Your goal: Restate the entries word for word, omitting nothing.

------ Records for processing

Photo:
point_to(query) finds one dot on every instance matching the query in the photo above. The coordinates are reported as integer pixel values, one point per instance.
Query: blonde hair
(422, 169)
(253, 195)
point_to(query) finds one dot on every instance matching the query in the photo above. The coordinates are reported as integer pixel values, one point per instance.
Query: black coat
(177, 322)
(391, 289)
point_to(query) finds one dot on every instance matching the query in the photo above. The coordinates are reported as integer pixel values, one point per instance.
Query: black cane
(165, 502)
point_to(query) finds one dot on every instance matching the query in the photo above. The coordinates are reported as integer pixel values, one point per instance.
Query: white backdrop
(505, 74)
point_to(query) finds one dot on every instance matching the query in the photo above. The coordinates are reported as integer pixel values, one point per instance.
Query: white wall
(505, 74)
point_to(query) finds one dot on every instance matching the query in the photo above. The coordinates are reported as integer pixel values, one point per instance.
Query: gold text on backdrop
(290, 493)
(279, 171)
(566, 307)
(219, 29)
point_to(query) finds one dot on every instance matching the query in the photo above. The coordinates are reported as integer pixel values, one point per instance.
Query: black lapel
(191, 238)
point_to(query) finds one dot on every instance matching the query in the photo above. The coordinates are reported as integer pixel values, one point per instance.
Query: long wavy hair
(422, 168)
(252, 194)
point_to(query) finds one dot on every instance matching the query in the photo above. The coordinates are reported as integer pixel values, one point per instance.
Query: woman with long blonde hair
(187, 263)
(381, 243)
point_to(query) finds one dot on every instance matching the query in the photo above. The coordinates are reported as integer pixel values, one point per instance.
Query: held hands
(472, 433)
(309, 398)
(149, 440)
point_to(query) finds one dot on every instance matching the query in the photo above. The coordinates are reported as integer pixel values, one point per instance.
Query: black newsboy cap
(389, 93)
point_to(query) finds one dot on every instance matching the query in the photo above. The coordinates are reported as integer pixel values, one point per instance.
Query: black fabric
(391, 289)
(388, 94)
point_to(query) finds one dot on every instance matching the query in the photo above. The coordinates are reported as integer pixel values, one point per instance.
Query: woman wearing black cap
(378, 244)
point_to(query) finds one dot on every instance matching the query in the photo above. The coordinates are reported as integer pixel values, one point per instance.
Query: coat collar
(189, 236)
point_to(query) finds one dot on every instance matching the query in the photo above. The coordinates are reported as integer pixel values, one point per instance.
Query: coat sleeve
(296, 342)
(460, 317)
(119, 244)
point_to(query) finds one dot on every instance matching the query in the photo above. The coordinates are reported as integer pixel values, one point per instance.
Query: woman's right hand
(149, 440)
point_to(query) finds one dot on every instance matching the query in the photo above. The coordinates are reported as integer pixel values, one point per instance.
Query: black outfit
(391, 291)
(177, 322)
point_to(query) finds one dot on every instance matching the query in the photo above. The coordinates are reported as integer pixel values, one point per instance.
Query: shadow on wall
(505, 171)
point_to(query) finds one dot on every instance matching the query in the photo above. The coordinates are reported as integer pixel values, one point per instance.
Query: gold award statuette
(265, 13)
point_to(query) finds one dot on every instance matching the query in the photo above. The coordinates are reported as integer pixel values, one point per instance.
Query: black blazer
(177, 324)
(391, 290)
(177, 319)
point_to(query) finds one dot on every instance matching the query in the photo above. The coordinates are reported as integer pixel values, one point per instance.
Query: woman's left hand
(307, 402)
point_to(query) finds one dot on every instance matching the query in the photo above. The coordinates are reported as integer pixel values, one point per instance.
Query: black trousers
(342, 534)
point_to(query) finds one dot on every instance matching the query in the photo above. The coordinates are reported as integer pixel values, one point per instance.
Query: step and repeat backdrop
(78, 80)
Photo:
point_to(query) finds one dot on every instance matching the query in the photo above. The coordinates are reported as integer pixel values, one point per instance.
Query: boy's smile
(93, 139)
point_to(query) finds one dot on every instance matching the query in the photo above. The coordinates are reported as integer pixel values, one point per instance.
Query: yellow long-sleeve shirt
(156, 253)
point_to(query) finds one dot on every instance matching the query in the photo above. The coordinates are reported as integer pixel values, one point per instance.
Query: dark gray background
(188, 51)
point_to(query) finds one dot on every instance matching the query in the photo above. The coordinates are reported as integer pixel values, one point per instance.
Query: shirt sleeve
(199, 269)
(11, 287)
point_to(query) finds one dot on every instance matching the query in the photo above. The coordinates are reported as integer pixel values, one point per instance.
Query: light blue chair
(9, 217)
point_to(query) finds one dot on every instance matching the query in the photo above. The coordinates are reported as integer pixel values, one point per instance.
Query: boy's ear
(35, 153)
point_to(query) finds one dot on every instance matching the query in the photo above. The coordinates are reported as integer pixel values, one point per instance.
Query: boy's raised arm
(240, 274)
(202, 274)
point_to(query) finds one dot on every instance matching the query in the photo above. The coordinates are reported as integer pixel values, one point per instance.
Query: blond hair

------------

Answer to the task:
Photo:
point_to(query) finds one dot on every instance matching the query in the photo above. The coordinates are reported as integer pixel values, one point per instance.
Query: blonde hair
(422, 169)
(253, 195)
point_to(query) finds one dot on every instance matching the query in the photo above. The coordinates are reported as integer pixel values, one point per instance.
Query: black coat
(177, 322)
(391, 289)
point_to(query) finds one dot on every instance matching the query in the photo above. The coordinates are reported as integer pixel values, one point per instance.
Query: black cane
(165, 502)
point_to(query) finds one dot on every instance matching the query in the photo above. The coordinates are reported as integer pixel values, one point per instance.
Query: white backdrop
(505, 74)
point_to(query) finds one dot on every instance matching the query in the photo above. The coordinates are reported as integer pixel values, one point per instance.
Query: white wall
(505, 74)
point_to(query) finds one dot on every instance matching the query in the photo above. The coordinates are reported as integer pixel values, one point per instance.
Query: gold text on backdrop
(290, 493)
(279, 171)
(566, 307)
(219, 29)
point_to(query) finds one dot on every instance matching the query in the photo above. The coordinates are reported as integer pixel values, one point per instance.
Query: black lapel
(191, 238)
point_to(query) finds one dot on every instance matching the query in the photo above. The coordinates are reported as integer pixel values, one point per instance.
Query: long wavy hair
(422, 168)
(252, 194)
point_to(query) finds one dot on every instance matching the query in the photo above. The coordinates are reported as integer pixel values, one point per instance.
Query: woman with long blonde hair
(187, 263)
(381, 243)
point_to(query) finds one dot on every instance matching the query in the photo above. The coordinates are reported as integer pixel values, one point per instance.
Query: held hands
(472, 433)
(309, 398)
(149, 440)
point_to(query) finds one dot on every instance matching the query in the photo above. The coordinates are reported as integer pixel values, one point per instance.
Query: black newsboy cap
(389, 93)
point_to(query) finds one dot on every instance matching the query in the photo above. The coordinates are reported as integer pixel values, one point per instance.
Query: black fabric
(391, 289)
(388, 94)
point_to(query) finds one dot on every instance matching the query in the photo above. The coordinates are reported as integer pixel values, one point per instance.
Query: woman wearing black cap
(378, 244)
point_to(query) finds one dot on every instance matching the query in the photo above. The coordinates are reported as integer pixel values, one point per instance.
Query: coat collar
(189, 236)
point_to(query) finds one dot on every instance matching the query in the photo above. The coordinates are reported as integer pixel values, one point per instance.
Query: coat sleeve
(296, 342)
(460, 317)
(119, 244)
point_to(query) finds one dot on every instance matching the query in the photo above. The coordinates are reported as integer pixel values, one point per instance.
Query: woman's right hand
(149, 440)
point_to(query) finds one dot on every instance matching the query in the photo above. The coordinates are reported as integer pixel values, one point per instance.
Query: black outfit
(391, 291)
(177, 322)
point_to(query) finds one dot on every instance matching the query in the photo above. The coordinates are reported as integer pixel values, one point per instance.
Query: shadow on wall
(505, 171)
point_to(query) finds one dot on every instance matching the query in the photo above. The coordinates are reported as integer pixel values, one point per instance.
Query: gold award statuette
(265, 13)
point_to(query) finds one dot on every instance matching the query in the photo above. The coordinates are reported as integer pixel values, one point per instance.
Query: black blazer
(177, 324)
(391, 290)
(177, 319)
point_to(query) finds one dot on every instance matching the query in the photo above. The coordinates are reported as integer pixel values, one point per instance.
Query: woman's left hand
(307, 402)
point_to(query) finds one dot on every instance matching the query in the photo above. The coordinates are reported as integer pixel values, one point per instance.
Query: black trousers
(342, 534)
point_to(query) finds one dot on every instance matching the query in the photo above. The coordinates are reported as integer pixel values, one point per instance.
Query: step and repeat backdrop
(78, 80)
Photo:
point_to(query) finds one dot on every instance matching the query in the photo above. The coordinates are reported as integer pixel values, one point per instance.
Query: boy's smile
(93, 139)
point_to(query) finds one dot on every instance matching the query in the photo above. The coordinates are reported as integer pixel values, one point per instance.
Query: yellow long-sleeve shirt
(156, 253)
point_to(query) finds one dot on every instance matching the query in the photo above. The coordinates are reported as integer pixel values, one point per instance.
Query: dark gray background
(188, 51)
point_to(query) finds one dot on every instance matching the query in the photo above. The coordinates are reported as integer pixel values, one point per instance.
Query: shirt sleeve
(199, 269)
(11, 287)
point_to(query) finds one dot on every instance matching the query in the photo above. The coordinates are reported as integer pixel values, one point per instance.
Query: light blue chair
(9, 217)
point_to(query) finds one dot on every instance matching the query in the photo above. The coordinates are reported as integer pixel values, one point per instance.
Query: boy's ear
(35, 153)
point_to(query) finds one dot on every instance matching the query in the photo above. The coordinates are reported as integer pixel values, one point per instance.
Query: boy's raised arm
(240, 274)
(202, 274)
point_to(query) finds one dot on every instance matching the query in the photo above. The coordinates are reported as integer pixel values, one point per instance.
Query: blond hair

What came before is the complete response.